Recorded data
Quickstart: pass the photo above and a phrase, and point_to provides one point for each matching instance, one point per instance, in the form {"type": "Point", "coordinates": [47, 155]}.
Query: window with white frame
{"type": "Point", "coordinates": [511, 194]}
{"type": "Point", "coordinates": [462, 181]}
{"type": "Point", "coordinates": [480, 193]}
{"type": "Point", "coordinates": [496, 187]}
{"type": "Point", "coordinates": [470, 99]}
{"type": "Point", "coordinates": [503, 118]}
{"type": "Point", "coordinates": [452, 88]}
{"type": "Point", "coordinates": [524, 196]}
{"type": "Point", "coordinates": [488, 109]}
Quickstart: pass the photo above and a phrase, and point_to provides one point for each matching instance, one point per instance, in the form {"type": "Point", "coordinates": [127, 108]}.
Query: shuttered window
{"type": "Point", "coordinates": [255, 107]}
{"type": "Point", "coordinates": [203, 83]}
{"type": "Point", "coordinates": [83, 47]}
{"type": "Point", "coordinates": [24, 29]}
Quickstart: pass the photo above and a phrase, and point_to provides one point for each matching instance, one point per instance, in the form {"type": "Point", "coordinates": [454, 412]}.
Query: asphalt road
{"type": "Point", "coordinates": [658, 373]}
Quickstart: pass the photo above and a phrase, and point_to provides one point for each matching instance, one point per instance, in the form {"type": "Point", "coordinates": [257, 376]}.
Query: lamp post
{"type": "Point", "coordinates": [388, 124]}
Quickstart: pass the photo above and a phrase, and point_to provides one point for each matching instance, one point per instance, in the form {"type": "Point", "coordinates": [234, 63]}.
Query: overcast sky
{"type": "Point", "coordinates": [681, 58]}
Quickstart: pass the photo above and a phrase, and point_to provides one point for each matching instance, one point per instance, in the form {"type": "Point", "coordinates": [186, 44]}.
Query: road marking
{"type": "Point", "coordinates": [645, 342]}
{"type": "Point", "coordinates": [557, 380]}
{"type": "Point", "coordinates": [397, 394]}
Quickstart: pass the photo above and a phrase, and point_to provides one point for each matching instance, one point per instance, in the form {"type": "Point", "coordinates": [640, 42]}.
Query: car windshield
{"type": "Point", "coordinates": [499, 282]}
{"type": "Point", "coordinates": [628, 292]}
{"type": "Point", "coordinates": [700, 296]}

▶ **WHAT IS REQUIRED**
Go through the entries and repeat each one exactly.

▶ **EXERCISE ANSWER**
Quickstart: pass the photo above and a phrase, and point_to provides one point for each matching instance, one point per instance, in the form {"type": "Point", "coordinates": [47, 155]}.
Query: window with white frame
{"type": "Point", "coordinates": [511, 194]}
{"type": "Point", "coordinates": [462, 181]}
{"type": "Point", "coordinates": [480, 193]}
{"type": "Point", "coordinates": [496, 187]}
{"type": "Point", "coordinates": [470, 99]}
{"type": "Point", "coordinates": [503, 118]}
{"type": "Point", "coordinates": [452, 88]}
{"type": "Point", "coordinates": [524, 196]}
{"type": "Point", "coordinates": [488, 109]}
Quickstart: pass the photo above and a phrase, and point_to provides one point for each matching instance, one point per instance, in the form {"type": "Point", "coordinates": [127, 108]}.
Query: shuttered window
{"type": "Point", "coordinates": [255, 107]}
{"type": "Point", "coordinates": [203, 83]}
{"type": "Point", "coordinates": [83, 47]}
{"type": "Point", "coordinates": [24, 29]}
Quickstart: pass the photo above and a phrase, and point_to provides one point for each matching instance, one point per instance, in the form {"type": "Point", "coordinates": [454, 412]}.
Query: asphalt road
{"type": "Point", "coordinates": [658, 373]}
Quickstart: pass the photo above and a phrase, and point_to provides one point for each matching instance, one point per instance, in the form {"type": "Point", "coordinates": [257, 376]}.
Query: lamp post
{"type": "Point", "coordinates": [388, 124]}
Quickstart: pass the photo above and a phrase, and point_to provides one point for each matching instance, one point per instance, in the form {"type": "Point", "coordinates": [234, 63]}.
Query: overcast sky
{"type": "Point", "coordinates": [681, 58]}
Quickstart: pass the photo above and a phrase, and point_to provides one point for each matching instance, one point per instance, in the form {"type": "Point", "coordinates": [186, 44]}.
Query: road marking
{"type": "Point", "coordinates": [645, 342]}
{"type": "Point", "coordinates": [557, 380]}
{"type": "Point", "coordinates": [397, 394]}
Quickstart: pass the photo above and a phrase, and point_to provides one point for each matching instance, one point per instance, in the form {"type": "Point", "coordinates": [640, 42]}.
Query: car windshield
{"type": "Point", "coordinates": [499, 282]}
{"type": "Point", "coordinates": [628, 292]}
{"type": "Point", "coordinates": [700, 296]}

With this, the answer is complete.